The task
Could you transcribe every entry exactly, leaving nothing out?

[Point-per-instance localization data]
+--
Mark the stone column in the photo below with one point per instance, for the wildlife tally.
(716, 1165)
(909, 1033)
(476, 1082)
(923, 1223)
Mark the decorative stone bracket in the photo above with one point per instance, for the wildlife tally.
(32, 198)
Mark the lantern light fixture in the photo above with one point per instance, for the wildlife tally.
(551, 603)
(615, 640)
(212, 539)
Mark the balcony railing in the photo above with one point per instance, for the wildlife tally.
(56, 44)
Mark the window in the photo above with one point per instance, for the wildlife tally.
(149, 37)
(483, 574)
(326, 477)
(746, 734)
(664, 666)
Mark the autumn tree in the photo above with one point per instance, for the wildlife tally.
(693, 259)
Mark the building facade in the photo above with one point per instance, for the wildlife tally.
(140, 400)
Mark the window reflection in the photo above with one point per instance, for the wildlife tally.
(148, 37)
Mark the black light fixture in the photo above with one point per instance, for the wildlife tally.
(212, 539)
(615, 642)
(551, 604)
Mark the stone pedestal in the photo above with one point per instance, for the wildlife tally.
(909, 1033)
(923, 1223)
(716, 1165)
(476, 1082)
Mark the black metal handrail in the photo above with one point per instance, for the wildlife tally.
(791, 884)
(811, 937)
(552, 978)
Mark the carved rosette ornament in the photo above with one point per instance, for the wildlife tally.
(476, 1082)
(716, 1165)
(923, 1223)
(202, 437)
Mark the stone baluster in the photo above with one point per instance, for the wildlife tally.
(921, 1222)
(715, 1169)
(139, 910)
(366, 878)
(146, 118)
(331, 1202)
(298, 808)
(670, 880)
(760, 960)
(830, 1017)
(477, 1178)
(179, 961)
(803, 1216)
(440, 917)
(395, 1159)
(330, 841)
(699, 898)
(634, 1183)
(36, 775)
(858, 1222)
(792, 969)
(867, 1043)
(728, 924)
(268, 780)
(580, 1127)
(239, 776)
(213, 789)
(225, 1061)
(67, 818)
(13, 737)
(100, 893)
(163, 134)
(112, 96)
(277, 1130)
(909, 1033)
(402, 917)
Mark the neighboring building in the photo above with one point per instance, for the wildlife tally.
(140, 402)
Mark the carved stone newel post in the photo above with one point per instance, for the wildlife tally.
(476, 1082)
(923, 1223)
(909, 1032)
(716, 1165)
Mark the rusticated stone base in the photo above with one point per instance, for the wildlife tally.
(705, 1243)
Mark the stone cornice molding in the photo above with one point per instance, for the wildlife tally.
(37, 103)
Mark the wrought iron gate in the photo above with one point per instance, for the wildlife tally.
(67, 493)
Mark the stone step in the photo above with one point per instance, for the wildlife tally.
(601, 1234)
+--
Result of the exercise
Mark the stone column in the photo below with one point per instance, for the wildlife tally.
(716, 1165)
(909, 1033)
(476, 1082)
(923, 1223)
Mark the decorative stone bracket in the photo above with one point per instance, for the wildlife tally.
(32, 198)
Mark the lantern light fixture in the photo above with one point per instance, for the wildlife tally.
(551, 603)
(615, 640)
(212, 539)
Mark the balcony railing in the photo above with one point per instance, for the wildlife tally.
(56, 44)
Mark the window in the photo above with one point per instance, for the wildlife tally.
(149, 37)
(483, 574)
(326, 477)
(746, 734)
(664, 666)
Mark the autumn tree in the photo above with one point per instance, for the wildlife tally.
(693, 259)
Mark the building facade in the photo above with one point per instance, for the wildlife tally.
(140, 400)
Mark the window reflection in the photo above with one point per instance, for the wildlife tally.
(148, 37)
Mark the black light fixture in the photo above with one point per instance, for the wildlife tally.
(212, 539)
(615, 642)
(551, 604)
Mark the stone pedestal in the photo above with one point per instance, for the wildlife tally.
(909, 1033)
(923, 1223)
(716, 1165)
(476, 1082)
Mark the black metal handrail in the photo above with one point per instance, for the wildlife tally.
(791, 884)
(811, 937)
(552, 978)
Mark the carved rosette ornament in the photo above with one point per instance, for the wildlife tally.
(476, 1082)
(716, 1165)
(923, 1223)
(202, 437)
Mark the stone baluster in the photo above with one point per instance, for the wildlife tally.
(921, 1222)
(715, 1169)
(139, 910)
(366, 878)
(146, 118)
(331, 1202)
(298, 808)
(670, 880)
(760, 960)
(830, 1017)
(477, 1178)
(179, 961)
(803, 1216)
(440, 917)
(395, 1159)
(330, 841)
(699, 898)
(634, 1183)
(36, 775)
(858, 1222)
(792, 969)
(867, 1043)
(728, 924)
(268, 780)
(580, 1127)
(239, 776)
(213, 789)
(225, 1061)
(67, 818)
(13, 737)
(100, 893)
(163, 134)
(112, 96)
(277, 1130)
(909, 1033)
(402, 917)
Mark the neighboring building in the photo above with one point per instance, for the wildlife tally.
(140, 402)
Mark the carved stone newel post in the photo above with one point per instance, for the wildlife tally.
(476, 1082)
(923, 1223)
(909, 1032)
(716, 1165)
Mark the rusticated stone base in the photo above with one point per instance, for the wildlife tally.
(705, 1243)
Mark the stone cornice molding in the photo above with one point per instance, for the wildlife tally.
(37, 103)
Mark the wrought iron gate in the photo above with one point per instance, for the wildlife tally.
(67, 493)
Mark the stone step in the photo above with one point per instance, for the wildlife tally.
(601, 1234)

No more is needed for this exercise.